EXERCISE INSTRUCTIONS
Copy out every line below that contains the string "shirt", matching its case exactly.

RECORD EXTRACTS
****************
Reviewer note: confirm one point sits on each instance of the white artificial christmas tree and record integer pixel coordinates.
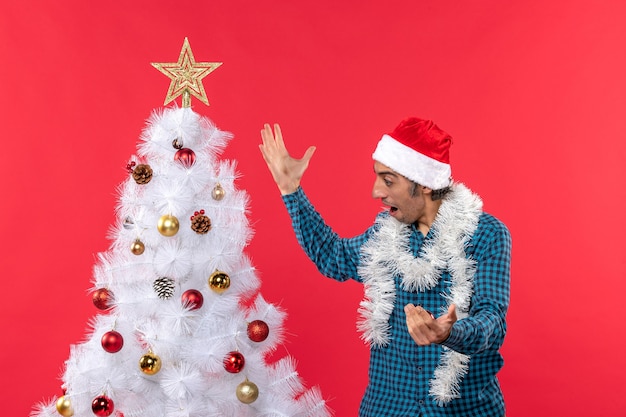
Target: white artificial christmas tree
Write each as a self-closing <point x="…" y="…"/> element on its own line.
<point x="183" y="331"/>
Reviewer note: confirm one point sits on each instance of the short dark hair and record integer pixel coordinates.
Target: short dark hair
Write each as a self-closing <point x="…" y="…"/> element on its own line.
<point x="435" y="195"/>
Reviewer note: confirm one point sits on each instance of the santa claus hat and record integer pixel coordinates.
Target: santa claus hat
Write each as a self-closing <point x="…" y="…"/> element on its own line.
<point x="419" y="150"/>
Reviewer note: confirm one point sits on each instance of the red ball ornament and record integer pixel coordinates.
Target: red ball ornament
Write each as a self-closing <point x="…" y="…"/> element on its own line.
<point x="102" y="406"/>
<point x="102" y="298"/>
<point x="185" y="156"/>
<point x="192" y="299"/>
<point x="258" y="330"/>
<point x="234" y="362"/>
<point x="112" y="341"/>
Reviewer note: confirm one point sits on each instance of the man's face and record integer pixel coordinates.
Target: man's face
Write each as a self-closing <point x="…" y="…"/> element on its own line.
<point x="396" y="191"/>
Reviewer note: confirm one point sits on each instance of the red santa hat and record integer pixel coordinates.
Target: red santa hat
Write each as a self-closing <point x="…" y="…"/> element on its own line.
<point x="419" y="150"/>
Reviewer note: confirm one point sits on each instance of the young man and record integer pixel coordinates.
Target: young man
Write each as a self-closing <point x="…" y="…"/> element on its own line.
<point x="435" y="269"/>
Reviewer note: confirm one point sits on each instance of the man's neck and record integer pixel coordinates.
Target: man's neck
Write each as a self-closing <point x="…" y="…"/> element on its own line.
<point x="425" y="222"/>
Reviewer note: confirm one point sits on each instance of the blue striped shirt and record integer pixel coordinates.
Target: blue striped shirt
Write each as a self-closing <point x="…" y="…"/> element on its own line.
<point x="400" y="372"/>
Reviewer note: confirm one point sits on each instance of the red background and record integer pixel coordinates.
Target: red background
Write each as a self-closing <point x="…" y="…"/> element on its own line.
<point x="533" y="92"/>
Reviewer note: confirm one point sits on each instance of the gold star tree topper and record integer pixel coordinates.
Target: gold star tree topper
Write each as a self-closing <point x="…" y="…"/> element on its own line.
<point x="186" y="76"/>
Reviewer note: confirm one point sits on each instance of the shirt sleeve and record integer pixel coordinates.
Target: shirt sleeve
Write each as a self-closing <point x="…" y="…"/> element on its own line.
<point x="485" y="326"/>
<point x="335" y="257"/>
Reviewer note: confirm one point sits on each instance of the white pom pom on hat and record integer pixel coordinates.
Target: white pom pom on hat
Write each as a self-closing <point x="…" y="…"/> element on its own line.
<point x="418" y="150"/>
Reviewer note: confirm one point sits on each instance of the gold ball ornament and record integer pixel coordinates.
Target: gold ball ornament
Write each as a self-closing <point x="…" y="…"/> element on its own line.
<point x="64" y="406"/>
<point x="247" y="392"/>
<point x="150" y="363"/>
<point x="168" y="225"/>
<point x="137" y="247"/>
<point x="218" y="192"/>
<point x="219" y="281"/>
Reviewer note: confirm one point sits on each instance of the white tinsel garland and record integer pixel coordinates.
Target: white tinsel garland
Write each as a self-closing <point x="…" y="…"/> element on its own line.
<point x="388" y="254"/>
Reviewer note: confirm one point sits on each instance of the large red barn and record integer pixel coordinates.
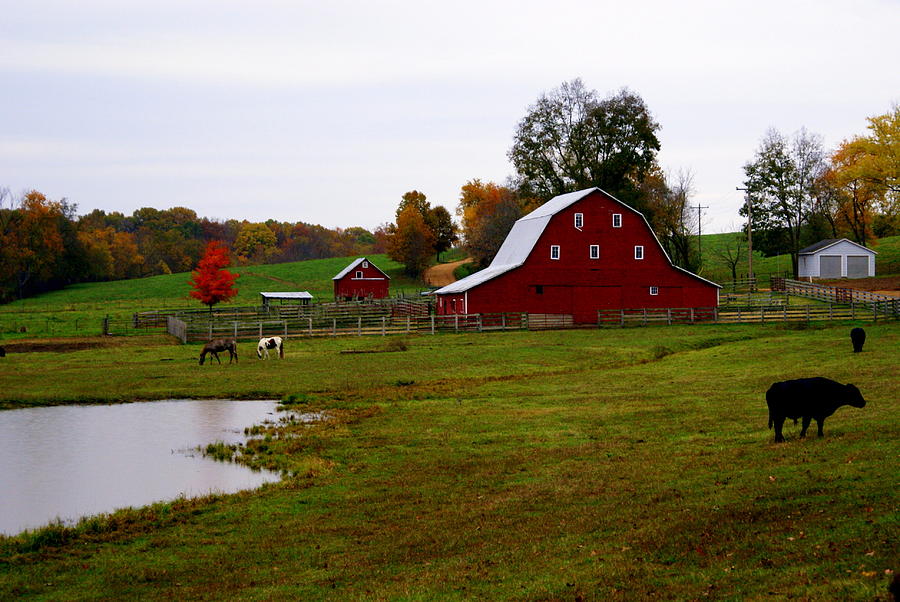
****************
TASK ANSWER
Reviewer note: confirm one point sits on each instance of the blue striped shirt and record integer pixel coordinates.
Target: blue striped shirt
Reviewer note: confirm one point sits on each instance of the shirt sleeve and record integer pixel coordinates.
Target: shirt sleeve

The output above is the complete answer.